__What you will do__
a – According to the account of the Alabama writers' gathering, what did Sue Walker say is the key to writing poetry?
b – Carry on the account of the Alabama writers' gathering, starting after its final sentence.

__Text to read__
— BEGIN —
Said the Portly One, “I ran into Gary and Lynne Jones, the mother of Thomas Jones and Darcy Jones. Gary and Lynne are professional photographers in Florala. With them was Patsy Peoples, an English teacher for the last 23 years at Florala High School.”
What’s Cooking? of Uriah catered all the weekend meals. The opening dinner included prime rib, stuffed potatoes, asparagus spears, yeast rolls, garden salad with raspberry vinaigrette and cheesecake.
At table with the Portly Gentleman was Dr. Douglas Mitchell of the University of Mobile, author of a book of six, scholarly essays about Southern authors who also wrote history. The Portly One was delighted to find someone with whom to discuss William Gilmore Simms (the subject of Mitchell’s first chapter) and other Southern writers, such as Lanier, Hayne, Timrod, Abram Ryan, and Augusta Jane Evans Wilson, whose childhood home is just around the corner from Mitchell’s house in Mobile. Mitchell is especially interested in Ryan, who was also a Catholic. Both Wilson and Ryan lived in Mobile and are buried there.
The next day was one Alabama writer after another, speaking, reading from his work, answering questions, each introduced by a scholar or fellow author, all in the Nettles Auditorium of Alabama Southern.
Speaking were Ralph Eubanks, whose themes concern race, presented by Jacqueline Trimble, who teaches English at Huntingdon in Montgomery; Philip Shirley, who writes about sports and works for Alabama’s oldest advertising company, presented by Anita Miller Garner, who teaches English at the University of North Alabama; Eddie Curran, a newspaper reporter who has written a book about the legal troubles of Governor Siegelman, presented by Dr. Mitchell; Sue Walker, Alabama’s poet laureate, speaking alone; Ted Dunagan, Georgia’s author of the year and writer of The Yellow Watermelon, presented by Nancy Anderson, who teaches English at Auburn at Montgomery; Rheta Grimsley Johnson, a syndicated columnist, presented by Anita Miller Garner; Jim Noles, who has written a history based on state quarters and one about 50 important Alabamians, presented by Rob Gray, a poet and English instructor at the University of South Alabama; and Connie Baggett, who sang her own songs, accompanying herself with a guitar.
In Sue Walker’s presentation, in which she read from her own poetry, the Poet Laureate of the State stated, “The key to writing poetry is to read poetry.”
At a book signing by attending authors, the Portly One spoke with Rheta Grimsley Johnson, finding that she was born in Georgia, grew up in Montgomery, and spent one year only at Morningview Elementary School, where the Portly One spent six, being in the very first, first grade there. The two were delighted to find that they had had the same, fine teacher, Mrs. Hardin, in the third grade, and went about the rest of the weekend, calling each other “Morningview.”
The sessions were broken by a noonday luncheon, again in the Monroeville Community House, which sits on a wooded slope above a duck-filled lake.
— END —
__Dataset extract__
— BEGIN —
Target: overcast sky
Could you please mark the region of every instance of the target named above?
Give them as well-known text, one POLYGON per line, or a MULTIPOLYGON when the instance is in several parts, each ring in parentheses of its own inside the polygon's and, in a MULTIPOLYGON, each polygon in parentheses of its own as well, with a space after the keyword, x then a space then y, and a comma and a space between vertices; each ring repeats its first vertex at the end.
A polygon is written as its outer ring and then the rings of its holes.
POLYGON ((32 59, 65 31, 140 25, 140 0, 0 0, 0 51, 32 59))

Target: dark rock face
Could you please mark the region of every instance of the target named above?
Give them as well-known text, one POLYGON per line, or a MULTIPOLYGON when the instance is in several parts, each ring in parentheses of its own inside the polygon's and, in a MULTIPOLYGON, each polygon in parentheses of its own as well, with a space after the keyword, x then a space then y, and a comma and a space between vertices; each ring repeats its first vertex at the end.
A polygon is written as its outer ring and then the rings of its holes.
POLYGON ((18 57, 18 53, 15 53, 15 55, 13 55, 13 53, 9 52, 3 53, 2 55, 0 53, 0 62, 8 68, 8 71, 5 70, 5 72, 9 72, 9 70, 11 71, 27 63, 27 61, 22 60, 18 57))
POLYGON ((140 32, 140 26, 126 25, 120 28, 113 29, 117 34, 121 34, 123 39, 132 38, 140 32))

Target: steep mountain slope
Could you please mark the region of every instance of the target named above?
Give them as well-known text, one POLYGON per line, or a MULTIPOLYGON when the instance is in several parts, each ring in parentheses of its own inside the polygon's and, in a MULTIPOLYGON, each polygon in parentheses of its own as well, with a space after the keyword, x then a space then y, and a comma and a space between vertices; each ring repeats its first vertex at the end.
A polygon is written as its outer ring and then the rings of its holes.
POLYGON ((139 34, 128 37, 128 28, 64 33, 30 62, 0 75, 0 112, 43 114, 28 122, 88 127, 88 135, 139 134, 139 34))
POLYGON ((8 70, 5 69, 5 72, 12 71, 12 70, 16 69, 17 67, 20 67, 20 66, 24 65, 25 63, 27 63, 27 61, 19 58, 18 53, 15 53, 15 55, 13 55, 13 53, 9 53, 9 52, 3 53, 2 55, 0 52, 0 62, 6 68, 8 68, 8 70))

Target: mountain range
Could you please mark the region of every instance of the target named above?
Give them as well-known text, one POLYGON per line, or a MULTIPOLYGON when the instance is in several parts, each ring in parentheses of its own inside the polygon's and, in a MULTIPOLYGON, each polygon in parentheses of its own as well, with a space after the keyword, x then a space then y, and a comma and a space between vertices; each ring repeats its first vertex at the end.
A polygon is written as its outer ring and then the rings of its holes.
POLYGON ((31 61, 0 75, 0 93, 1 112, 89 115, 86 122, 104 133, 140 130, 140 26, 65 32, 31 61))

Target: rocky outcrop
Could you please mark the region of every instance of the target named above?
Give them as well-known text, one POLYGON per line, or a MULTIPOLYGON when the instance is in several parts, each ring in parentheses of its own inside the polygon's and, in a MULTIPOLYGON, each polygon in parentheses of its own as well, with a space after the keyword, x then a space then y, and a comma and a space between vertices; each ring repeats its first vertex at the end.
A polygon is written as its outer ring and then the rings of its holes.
— END —
__Solved tasks__
a – The key to writing poetry is to read poetry.

b –
This time the Portly One sat with the genial Glenda Lee Blow, first lady of Alabama Southern, wife of its president, Bill Blow; George and Vanessa Landegger, siblings and two of the five children of George Landegger, the philanthropist; and Carol Highsmith, working on a project for the Library of Congress to record states, beginning with Alabama, in photographs.
Among the Portly One’s common acquaintances with the Blows were Vernon and Lisa (Thomasson) Taylor of Prattville, best friends with the Blows’ daughter, Leanne, and her husband, Brett Crawford; Tommy and Michelle Gerlach, at whose restaurant in Atmore the Blows had eaten; and Thelma Graddack, cousin to Mrs. Blow and close friend to Margaret Banks of Atmore, a cousin of the Portly Gentleman.
The luncheon centered around two awards, one for the 2010 Harper Lee Award for Alabama’s Distinguished Writer, given to Carolyn Haines, and one for the 2010 Eugene Current-Garcia Award for Alabama’s Distinguished Literary Scholar, given to Ralph Voss.
Harper Lee, of course, a native of Monroeville, author of To Kill a Mockingbird, still living, was on everyone’s lips. A version of her novel, made into a play, was presented that weekend.
Carolyn Haines has penned 10 books about Sara Booth Delaney and her “Bones” mystery series. She teaches fiction at the University of South Alabama.
Ralph Voss taught English at the University of Alabama and is interested in Kansas themes. He is currently writing about Truman Capote, who spent his summers in Monroeville, and Capote’s book, In Cold Blood.
Also honored was George Landegger, the senior, for his many contributions to culture. He was given a prolonged, standing ovation.
That afternoon many enjoyed a picnic of fried fish on the lawn of the Monroeville Courthouse, made famous by Atticus Finch’s defense of Tom Robinson. Overcast skies and cooling breezes made the picnic exciting.
The Portly Gentleman enjoyed conversations with Ralph Voss; Bert Hitchcock, former head of the English Department at Auburn; Dr. Wayne Flynt, noted Alabama historian; Sue Walker, Alabama’s poet laureate; and Ted Dunagan, Georgia’s “Author of the Year.”
As the Portly One was getting out of his sedan on the square, he noticed a name on an office door, M. DeWayne Beesley – Attorney at Law, one of his former students.
Earlier that day the Portly Gentleman had run into Miss Marion Bumpers, affectionately known as “Bumpy,” who had motored over from her home in Grove Hill to hear a reading. Miss Bumpers taught fifth grade at Morningview Elementary when the P.G. was a mere lad. Everyone wanted Miss Bumpers for a teacher; everyone loved her – and still does. Just ask Jeanice Kirkland, who knows “Bumpy,” how wonderful she is. She is a lady that represents all that’s wholesome, good, happy, encouraging, and optimistic! She is “Miss Happiness”!
The last morning sessions were attended in the circular courtroom of the Monroeville Courthouse.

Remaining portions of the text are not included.